Object point labels
########

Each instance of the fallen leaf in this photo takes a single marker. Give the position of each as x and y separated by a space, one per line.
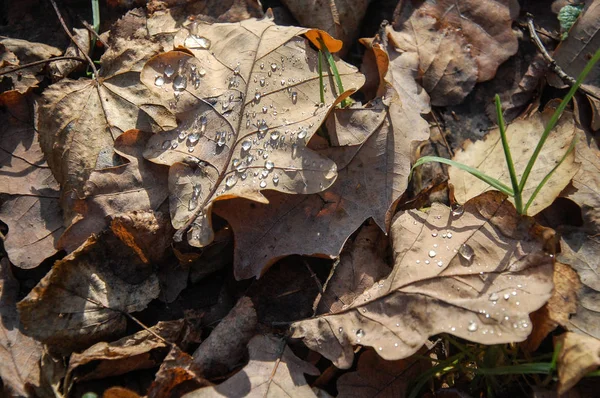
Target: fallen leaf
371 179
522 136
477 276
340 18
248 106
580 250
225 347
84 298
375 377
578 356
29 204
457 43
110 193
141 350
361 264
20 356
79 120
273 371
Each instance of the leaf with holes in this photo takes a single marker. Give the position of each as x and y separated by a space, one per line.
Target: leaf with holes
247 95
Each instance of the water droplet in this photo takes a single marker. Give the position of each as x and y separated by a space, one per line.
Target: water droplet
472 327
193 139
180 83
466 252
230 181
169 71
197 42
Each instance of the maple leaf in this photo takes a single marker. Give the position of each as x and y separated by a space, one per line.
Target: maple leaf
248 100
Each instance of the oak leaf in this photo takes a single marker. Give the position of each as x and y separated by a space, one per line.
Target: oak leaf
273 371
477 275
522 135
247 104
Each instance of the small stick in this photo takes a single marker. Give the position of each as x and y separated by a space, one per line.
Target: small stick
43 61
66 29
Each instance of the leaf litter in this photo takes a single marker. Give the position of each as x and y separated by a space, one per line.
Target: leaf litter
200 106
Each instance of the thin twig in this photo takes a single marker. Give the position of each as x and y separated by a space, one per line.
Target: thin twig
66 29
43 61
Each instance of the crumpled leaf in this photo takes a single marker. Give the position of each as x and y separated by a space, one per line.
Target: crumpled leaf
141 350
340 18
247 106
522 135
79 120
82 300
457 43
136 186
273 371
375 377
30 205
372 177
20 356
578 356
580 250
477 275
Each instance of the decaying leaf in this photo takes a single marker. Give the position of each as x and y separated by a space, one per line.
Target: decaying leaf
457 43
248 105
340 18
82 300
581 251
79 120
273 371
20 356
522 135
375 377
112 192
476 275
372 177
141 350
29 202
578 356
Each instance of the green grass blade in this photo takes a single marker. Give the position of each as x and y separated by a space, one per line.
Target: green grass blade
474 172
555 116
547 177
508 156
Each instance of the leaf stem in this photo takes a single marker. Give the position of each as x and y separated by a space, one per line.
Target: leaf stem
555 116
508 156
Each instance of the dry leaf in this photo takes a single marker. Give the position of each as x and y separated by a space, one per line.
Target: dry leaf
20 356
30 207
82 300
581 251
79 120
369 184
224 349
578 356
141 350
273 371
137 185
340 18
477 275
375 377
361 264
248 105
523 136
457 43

########

## STATED PROBLEM
Please copy every row above word for word, leaving out the pictures.

## PROBLEM SOLUTION
Each instance of the fallen leaf in this photo takes a single marker. Give the position of each as x and y separated by a space, one per line.
Target: fallen leaf
371 179
522 136
477 276
340 18
248 106
580 250
225 347
84 298
375 377
578 356
29 204
457 43
110 193
141 350
361 264
20 356
79 120
273 371
Each instance of the leaf with holes in this photo takes a single marker. Give the position of each as x and y separated by a space, one per line.
Target: leaf with holes
247 95
Each instance of the water droplet in this photo takes a single marker. Give the position of each as x and y separated by a space, one per line.
Target: water droplet
472 327
193 139
180 83
466 252
230 181
169 71
197 42
Each instance of the maple leaf in this photo takes a single marker. Give the position of each as x and y separated by a space, one per line.
Target: maple leaf
248 100
Each instance of the oak leaf in this photo takes a single marker. Give the position of each as x and y separated by a space, one per line.
Target: oak leaf
273 371
477 275
522 135
247 104
Each instance of the small stick in this photo takes a single marker. Give the position of each as x and y separated by a space, one per line.
Target: small stick
43 61
66 29
Each instance of the leaf litter in this photo takes a single marker. Give the position of each as x and y separated by a space, one per line.
Target: leaf litter
200 106
Each instance of the thin twig in this photo takes a single marker. Give the position of each as x and y separated by a space, one per line.
Target: thin twig
66 29
43 61
Each instance of the crumpled leaf in this photo takes a single marker. Give the position of each as x and y separated by a space, one per line.
Target: crumpled leaf
141 350
340 18
247 106
522 135
79 120
82 300
457 43
136 186
273 371
375 377
30 205
372 177
20 356
578 356
580 250
477 275
Each instance of the decaying leaf in this photo takes a single marker. Give the position of each as x and y separated by a space, one per line.
Target: decaying leaf
457 43
248 105
340 18
82 300
581 251
79 120
273 371
20 356
522 135
375 377
112 192
476 275
372 177
141 350
29 202
578 356
Each instance of the green grass blade in this photo takes a single marker. Give the position of each as x and y separated by a space, one per line.
Target: green grass blade
474 172
555 116
547 177
508 156
Each instance of the leaf stem in this photo takes a single marker. Give the position of each as x and y separated by a space, one per line.
Target: leaf stem
555 116
508 156
Each instance of the dry leaf in this photo takes a single marker. Give the position of each as x and y separated by a space, one per line.
Target: dry leaf
20 356
30 207
82 300
581 251
79 120
369 184
224 349
578 356
141 350
273 371
137 185
340 18
477 275
375 377
361 264
248 105
523 136
457 43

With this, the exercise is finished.